Provided passage:
What should the Capital Region do with its rotting eyesores?

Warehouse conversions, a final farewell to ARCO Arena, a glimpse into the daily life of Rocklin’s “serial investor” & more

Back By Vanessa Labi

By: Vanessa Labi

Boarded up, blanketed with weeds and peeling paint — forgotten warehouses and buildings are familiar sights for Capital Region residents. One by one, though, many are being given new identities. While we can’t rewind the clock on some of our region’s beloved structures, we can remodel and reacquaint ourselves with what these spaces mean to us. For those of us who remember what buildings were before, it can be a practice in layering new emotions (anticipation, relief) over old memories. 

You may remember, for example, Midtown Sacramento’s Ice Blocks building — before it became the bustling commercial center where you can pick up a burger at Shake Shack or a couch at West Elm — as the historic warehouse known as the Crystal Ice building. During its inactive years between the mid-1990s and 2015, the building’s industrial facade became a popular backdrop for photo shoots, a quasi skate park and toward its end, a site for art installations

D&S Development is renovating a warehouse in Elk Grove, built in the 1800s, to be reborn as a restaurant and bar.

Records from a dataset:

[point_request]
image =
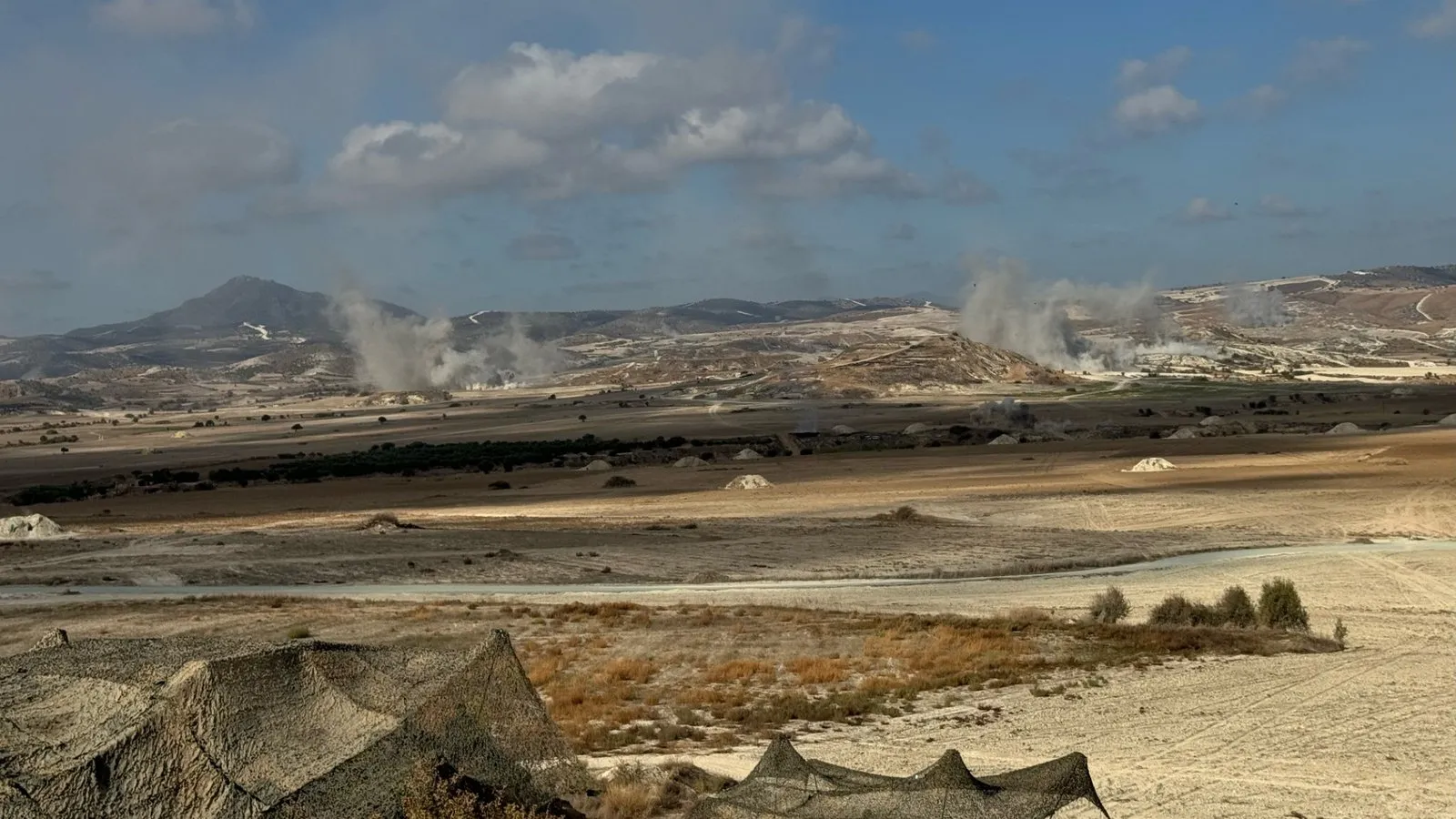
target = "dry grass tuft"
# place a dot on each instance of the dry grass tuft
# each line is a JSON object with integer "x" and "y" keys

Written request: Extend the piece on the Capital Region's abandoned buildings past its last sentence, about the Elk Grove warehouse.

In response:
But buildings are built to be functional, and eventually these spaces get scooped up by business owners who see potential in their fading facades. For the entrepreneurs and developers tasked with the physical conversion of these spaces, memories are the least of their problems. Transforming these spaces into functional, modern spaces comes with technical and financial hurdles. 

Russell Nichols explores what it takes for businesses to revive our region’s former industrial buildings, and these projects’ potential for sustainability and historic preservation. 

Speaking of memories tied to physical spaces and reincarnated structures, we’re saying goodbye to ARCO Arena with a photo essay of its past, present and iconic moments, and a look to the site’s future.  

Here’s the latest Capital Region Rundown:

In a photographic farewell, Steve Martarano reflects on the unforgettable events that shaped the now-demolished ARCO Arena; we explore the process of transforming a warehouse from eyesore to hotspot; a look at the ambitious and physically active schedule of a Rocklin investor and podcast host; and Safe Credit Union’s CFO offers tips for preserving financial wellness during these high inflationary times.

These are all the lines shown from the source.